Problem to work on: Would you write out each line of the material below exactly, skipping every picture?

Data for review:
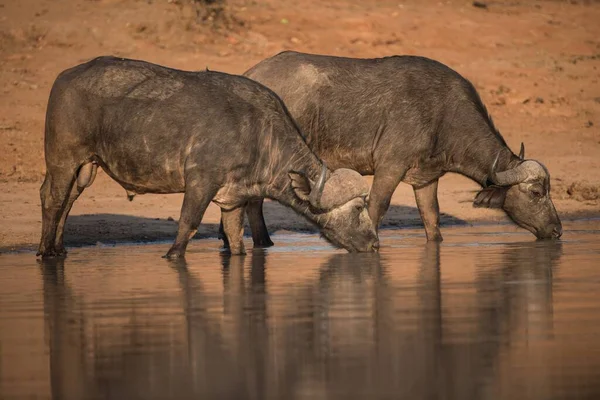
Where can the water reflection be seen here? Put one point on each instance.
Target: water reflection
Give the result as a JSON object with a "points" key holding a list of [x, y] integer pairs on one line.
{"points": [[359, 326]]}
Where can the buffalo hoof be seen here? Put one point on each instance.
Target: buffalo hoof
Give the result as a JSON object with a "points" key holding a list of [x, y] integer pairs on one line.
{"points": [[174, 254], [237, 252], [437, 237], [263, 243], [52, 253]]}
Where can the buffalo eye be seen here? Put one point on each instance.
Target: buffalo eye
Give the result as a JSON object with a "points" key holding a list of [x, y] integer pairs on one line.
{"points": [[537, 192]]}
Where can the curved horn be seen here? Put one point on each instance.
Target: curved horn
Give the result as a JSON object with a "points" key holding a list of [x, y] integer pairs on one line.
{"points": [[509, 177], [522, 152], [317, 190]]}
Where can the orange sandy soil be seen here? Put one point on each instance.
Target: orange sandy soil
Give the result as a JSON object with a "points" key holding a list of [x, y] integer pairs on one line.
{"points": [[535, 63]]}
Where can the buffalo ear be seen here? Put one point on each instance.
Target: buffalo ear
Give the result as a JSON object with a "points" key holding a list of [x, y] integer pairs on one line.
{"points": [[301, 185], [491, 197]]}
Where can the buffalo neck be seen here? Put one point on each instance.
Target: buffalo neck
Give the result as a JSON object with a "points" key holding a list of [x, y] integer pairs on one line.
{"points": [[291, 154], [475, 159]]}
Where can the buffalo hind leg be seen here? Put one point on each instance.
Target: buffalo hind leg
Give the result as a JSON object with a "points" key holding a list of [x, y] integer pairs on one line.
{"points": [[195, 202], [54, 193], [222, 236], [260, 235], [427, 203], [384, 185], [232, 222]]}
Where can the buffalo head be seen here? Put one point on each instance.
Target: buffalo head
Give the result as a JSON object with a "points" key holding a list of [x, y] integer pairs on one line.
{"points": [[523, 192], [338, 204]]}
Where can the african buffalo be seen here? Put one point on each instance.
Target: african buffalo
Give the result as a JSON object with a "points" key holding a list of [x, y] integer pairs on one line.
{"points": [[405, 118], [210, 135]]}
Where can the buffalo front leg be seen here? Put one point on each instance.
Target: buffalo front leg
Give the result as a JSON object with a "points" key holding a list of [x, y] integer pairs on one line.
{"points": [[233, 227], [60, 230], [260, 235], [195, 202], [384, 185], [53, 195], [429, 209]]}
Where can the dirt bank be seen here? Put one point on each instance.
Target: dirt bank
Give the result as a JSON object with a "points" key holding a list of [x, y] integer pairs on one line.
{"points": [[536, 65]]}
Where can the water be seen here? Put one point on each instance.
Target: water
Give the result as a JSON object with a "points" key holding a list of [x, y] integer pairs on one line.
{"points": [[488, 314]]}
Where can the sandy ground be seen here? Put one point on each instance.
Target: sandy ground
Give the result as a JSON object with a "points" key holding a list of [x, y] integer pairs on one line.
{"points": [[535, 63]]}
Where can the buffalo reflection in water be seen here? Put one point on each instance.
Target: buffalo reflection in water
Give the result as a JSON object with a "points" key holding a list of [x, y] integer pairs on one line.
{"points": [[354, 330]]}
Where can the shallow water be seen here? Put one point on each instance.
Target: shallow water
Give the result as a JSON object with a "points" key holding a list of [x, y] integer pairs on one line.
{"points": [[488, 314]]}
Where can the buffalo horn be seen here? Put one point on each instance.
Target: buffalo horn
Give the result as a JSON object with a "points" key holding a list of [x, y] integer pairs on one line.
{"points": [[522, 152], [512, 176]]}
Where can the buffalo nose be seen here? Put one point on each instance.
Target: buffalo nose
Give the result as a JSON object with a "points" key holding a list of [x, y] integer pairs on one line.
{"points": [[557, 232], [375, 245]]}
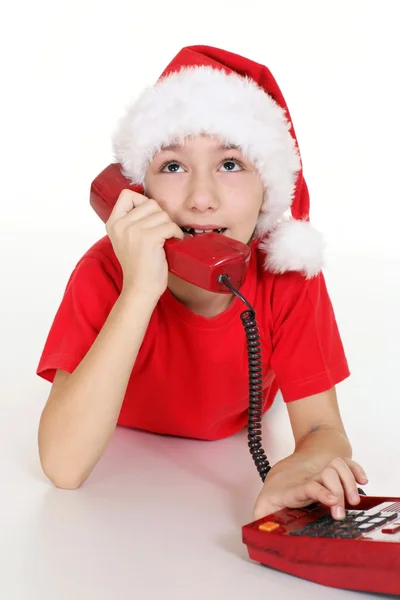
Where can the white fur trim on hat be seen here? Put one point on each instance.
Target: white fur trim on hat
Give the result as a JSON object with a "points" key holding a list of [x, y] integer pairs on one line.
{"points": [[203, 100], [294, 246]]}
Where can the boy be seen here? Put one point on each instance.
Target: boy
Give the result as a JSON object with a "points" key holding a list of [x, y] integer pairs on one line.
{"points": [[210, 147]]}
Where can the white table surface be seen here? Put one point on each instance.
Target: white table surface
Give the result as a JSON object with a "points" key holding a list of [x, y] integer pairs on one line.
{"points": [[162, 517]]}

Result below:
Where can the water reflection be seen here? Put one point on each instance.
Target: water reflection
Give the result as a JSON object with a "points" key holding a list of [x, y] integer pairs on one line.
{"points": [[359, 326]]}
Where can the buffalo hoof be seen here? Put one point on each instance.
Target: buffalo hoof
Give the result as a JSON object with a "points" key holding a list of [x, y] integer pairs on one line.
{"points": [[174, 254], [237, 252], [437, 237], [263, 243], [52, 253]]}
Where can the buffalo eye be seen here? Put one point on each instance.
Target: buffalo eye
Give the result as a JSON object with a "points" key holding a list of [x, y] integer pairs on one line.
{"points": [[537, 192]]}
Where can the curved horn be seen here? Put one point on each instance.
Target: curved horn
Give the result as a JSON object with a "points" key holding a list of [x, y] integer pairs on one line.
{"points": [[509, 177], [522, 152], [317, 190]]}
Where can the orange sandy soil be seen here? Put one point on each instance.
Target: orange sandy soil
Give the result as a JSON object with a "points" key holding a list of [x, y] integer pairs on one line.
{"points": [[535, 63]]}
Where can the buffalo ear be seen here? Put one point on each instance.
Target: buffalo ear
Give the result as a JSON object with a "points" key holding a list of [x, y] integer pairs on one line.
{"points": [[301, 185], [491, 197]]}
Where can the buffalo neck be seen here? Put one point on each instance.
Target: buffalo neck
Give the result as a JSON object with a "points" key holding a list of [x, y] integer pairs on one line.
{"points": [[291, 154], [475, 159]]}
Where can the buffalo hind leg be seen here? Put one point on each instance.
Target: buffalo hind leg
Give the result as a JSON object with a "points" key holding a list of [x, y] integer pairs on one line.
{"points": [[195, 202], [54, 193], [222, 236], [260, 235], [427, 203], [384, 185], [232, 222]]}
Where can the buffalo head be seen here? Put one point on each instance.
Target: buffalo head
Give the result as a JSON object with a "points" key holding a list of [x, y] integer pairs on one line.
{"points": [[523, 192], [338, 204]]}
Where can the african buffalo be seen here? Put one point on each instance.
Target: african buffalo
Give the result as a JSON object with a "points" key holding a list of [x, y] integer pairs on one line.
{"points": [[405, 118], [210, 135]]}
Where can the buffalo front leg be seen here? Put one point on each instance.
Target: buffalo front leg
Give the result as a JSON object with a "points" key holding a list of [x, y] integer pairs on one line.
{"points": [[233, 227], [60, 230], [260, 235], [195, 202], [384, 185], [53, 195], [429, 209]]}
Where can the dirt bank be seen here? Put one point on each instance.
Target: dirt bank
Give the result as a JSON object with a "points" key holding a list of [x, y] integer pairs on one line.
{"points": [[536, 65]]}
Where can the water be seen here? Put one point on each instance.
Target: water
Give the result as a JSON object with a "points" key holding a list of [x, y] integer pairs on one line.
{"points": [[488, 314]]}
Where can the sandy ground be seen here? Put one point on each instance.
Target: sandy ground
Give the result as a JSON object with a "points" key holding a list of [x, y] integer pairs on one line.
{"points": [[535, 63]]}
Where can the buffalo reflection in water be seen here? Put one point on each instance.
Target: buffalo reflection in water
Give the result as a JSON object with a "points" key holding a list of [x, y] integer pairs on one line.
{"points": [[354, 330]]}
Where can the shallow water be seen here? Put one point on each instance.
Target: shallow water
Give the result as a JSON object with a "points" key holding a list of [x, y] integer pairs on one line.
{"points": [[488, 314]]}
Where can the buffalo horn be seen here? Put one point on each instance.
Target: buffalo horn
Give the result as a JSON object with a "points" key holding a list of [x, y] integer pairs on one line.
{"points": [[522, 152], [512, 176]]}
Where can the buffalo nose be seen here? Put one point on each instance.
Target: buffalo nose
Give the result as a JSON object with a "points" key holding a list of [x, y] integer pairs on one line.
{"points": [[557, 232], [375, 245]]}
Where can the white fur trim on hat be seen here? Put one point on each instance.
Target: white fur trim on hat
Give the result as a JSON object with a "points" key holding a list of [x, y] integer pairs on one line.
{"points": [[203, 100], [294, 246]]}
Where can the boy be seen here? Put one point on each instance.
Target: boy
Give the result as a JSON object with a "points" key holding a list of [x, y] integer pairs on one line.
{"points": [[210, 147]]}
Where can the white table surface be seen here? Put one point on each instance.
Target: white table surface
Give the result as a JSON object with a "points" key holding a list of [x, y] integer pairs on one line.
{"points": [[162, 517]]}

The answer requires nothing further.